---------- TEXTE À LIRE

Et puis maintenant, quoi?

| sam, 27. oct. 2012
Le bannissement de Lance Armstrong est l’un des plus grands scandales de l’histoire du sport. Quatre amoureux du vélo évoquent les suites à donner. L’avenir du cyclisme passera par la crainte infligée aux tricheurs.

PAR KARINE ALLEMANN


Le plus grand champion du cyclisme effacé des tabelles: voilà sans doute un des événements les plus marquants de l’histoire du sport. Des anciens copains de Lance Armstrong qui ne témoignent qu’après avoir été contrôlés positifs au soutien que le Texan aurait pu obtenir en haut lieu à grand coup d’EPO-dollars: tout, dans cette affaire, suinte la tricherie, la couardise et la corruption. Hier, l’Union cycliste internationale (UCI) a annoncé que les sept Tours de France entre 1999 et 2005 resteront sans vainqueur. L’Américain devra aussi rendre toutes ses primes de course.

--------------------
---------- ENREGISTREMENTS DE DONNÉES

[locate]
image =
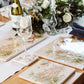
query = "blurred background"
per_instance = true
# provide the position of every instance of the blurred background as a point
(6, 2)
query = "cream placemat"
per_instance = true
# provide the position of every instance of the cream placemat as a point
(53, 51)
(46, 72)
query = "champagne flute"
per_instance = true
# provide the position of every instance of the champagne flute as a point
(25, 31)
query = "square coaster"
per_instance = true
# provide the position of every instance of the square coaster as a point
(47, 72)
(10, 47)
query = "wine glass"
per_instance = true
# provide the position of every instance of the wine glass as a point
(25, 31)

--------------------

#### [TRAVAIL DEMANDÉ]
a) D'après l'article sur le bannissement de Lance Armstrong, quels Tours de France resteront sans vainqueur ?
b) Recopiez les enregistrements en substituant « stemmed glass » à « wine glass » partout, sans rien changer d'autre. Ne reprenez pas les images dans votre réponse.

#### [RÉPONSES PAR TÂCHE]
a) Les sept Tours de France entre 1999 et 2005.

b)
[locate]
image =
query = "blurred background"
per_instance = true
# provide the position of every instance of the blurred background as a point
(6, 2)
query = "cream placemat"
per_instance = true
# provide the position of every instance of the cream placemat as a point
(53, 51)
(46, 72)
query = "champagne flute"
per_instance = true
# provide the position of every instance of the champagne flute as a point
(25, 31)
query = "square coaster"
per_instance = true
# provide the position of every instance of the square coaster as a point
(47, 72)
(10, 47)
query = "stemmed glass"
per_instance = true
# provide the position of every instance of the stemmed glass as a point
(25, 31)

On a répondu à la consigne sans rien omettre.